# Your objective
Each record is to be printed again precisely as it reads.

Records from a data source:
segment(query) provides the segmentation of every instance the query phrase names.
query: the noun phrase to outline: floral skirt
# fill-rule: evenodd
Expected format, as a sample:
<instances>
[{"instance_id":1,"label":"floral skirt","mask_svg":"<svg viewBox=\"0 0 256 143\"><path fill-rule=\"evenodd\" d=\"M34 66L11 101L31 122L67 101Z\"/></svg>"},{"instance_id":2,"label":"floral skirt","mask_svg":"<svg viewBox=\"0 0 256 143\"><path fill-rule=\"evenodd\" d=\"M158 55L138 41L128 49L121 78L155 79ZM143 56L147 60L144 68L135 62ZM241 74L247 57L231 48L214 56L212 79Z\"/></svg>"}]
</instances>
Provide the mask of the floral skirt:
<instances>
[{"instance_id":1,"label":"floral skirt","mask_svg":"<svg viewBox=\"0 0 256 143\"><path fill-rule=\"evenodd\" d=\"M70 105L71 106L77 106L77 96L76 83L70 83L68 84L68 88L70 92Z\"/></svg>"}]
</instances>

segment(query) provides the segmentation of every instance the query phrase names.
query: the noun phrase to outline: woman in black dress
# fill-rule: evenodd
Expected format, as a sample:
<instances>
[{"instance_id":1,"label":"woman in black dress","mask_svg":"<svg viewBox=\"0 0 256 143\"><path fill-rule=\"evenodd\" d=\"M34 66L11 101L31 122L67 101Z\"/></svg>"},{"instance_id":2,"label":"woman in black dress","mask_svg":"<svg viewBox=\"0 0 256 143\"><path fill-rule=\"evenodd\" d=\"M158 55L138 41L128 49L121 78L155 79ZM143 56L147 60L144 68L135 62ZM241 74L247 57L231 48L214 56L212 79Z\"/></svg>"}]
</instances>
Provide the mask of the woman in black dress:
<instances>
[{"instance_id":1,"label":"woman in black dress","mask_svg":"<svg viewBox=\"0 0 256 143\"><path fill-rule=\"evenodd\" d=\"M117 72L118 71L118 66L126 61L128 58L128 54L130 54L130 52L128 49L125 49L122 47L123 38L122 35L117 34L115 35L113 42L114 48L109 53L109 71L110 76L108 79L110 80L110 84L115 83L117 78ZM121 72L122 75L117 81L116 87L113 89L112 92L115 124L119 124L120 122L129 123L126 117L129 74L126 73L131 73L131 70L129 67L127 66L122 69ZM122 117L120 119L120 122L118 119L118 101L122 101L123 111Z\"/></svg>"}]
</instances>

# Output for this exercise
segment(query) provides the segmentation of every instance the query phrase names.
query: the noun phrase to outline: floral skirt
# fill-rule: evenodd
Expected format, as a sample:
<instances>
[{"instance_id":1,"label":"floral skirt","mask_svg":"<svg viewBox=\"0 0 256 143\"><path fill-rule=\"evenodd\" d=\"M34 66L11 101L31 122L67 101Z\"/></svg>"},{"instance_id":2,"label":"floral skirt","mask_svg":"<svg viewBox=\"0 0 256 143\"><path fill-rule=\"evenodd\" d=\"M158 55L138 41L128 49L121 78L155 79ZM143 56L147 60L144 68L135 62ZM241 74L247 57L231 48L214 56L212 79Z\"/></svg>"}]
</instances>
Provide the mask of the floral skirt:
<instances>
[{"instance_id":1,"label":"floral skirt","mask_svg":"<svg viewBox=\"0 0 256 143\"><path fill-rule=\"evenodd\" d=\"M70 105L71 106L77 106L77 96L76 83L70 83L68 84L68 88L70 92Z\"/></svg>"}]
</instances>

segment(query) provides the segmentation of every instance the query phrase names.
query: the noun phrase to outline: woman in black dress
# fill-rule: evenodd
Expected format, as a sample:
<instances>
[{"instance_id":1,"label":"woman in black dress","mask_svg":"<svg viewBox=\"0 0 256 143\"><path fill-rule=\"evenodd\" d=\"M34 66L11 101L31 122L67 101Z\"/></svg>"},{"instance_id":2,"label":"woman in black dress","mask_svg":"<svg viewBox=\"0 0 256 143\"><path fill-rule=\"evenodd\" d=\"M158 55L138 41L128 49L121 78L155 79ZM143 56L147 60L144 68L135 62ZM241 74L247 57L231 48L214 56L212 79Z\"/></svg>"}]
</instances>
Provide the mask of the woman in black dress:
<instances>
[{"instance_id":1,"label":"woman in black dress","mask_svg":"<svg viewBox=\"0 0 256 143\"><path fill-rule=\"evenodd\" d=\"M117 72L118 71L118 66L126 61L128 58L128 54L130 54L130 52L128 49L125 49L122 47L123 38L122 35L117 34L115 35L113 42L114 48L109 53L109 71L110 76L108 79L110 80L110 84L115 83L117 78ZM121 72L122 75L117 81L116 87L113 89L112 92L115 124L119 124L120 122L129 123L126 117L129 74L126 73L131 73L131 70L129 67L127 66L122 69ZM122 117L120 119L120 122L118 119L118 101L122 101L123 111Z\"/></svg>"}]
</instances>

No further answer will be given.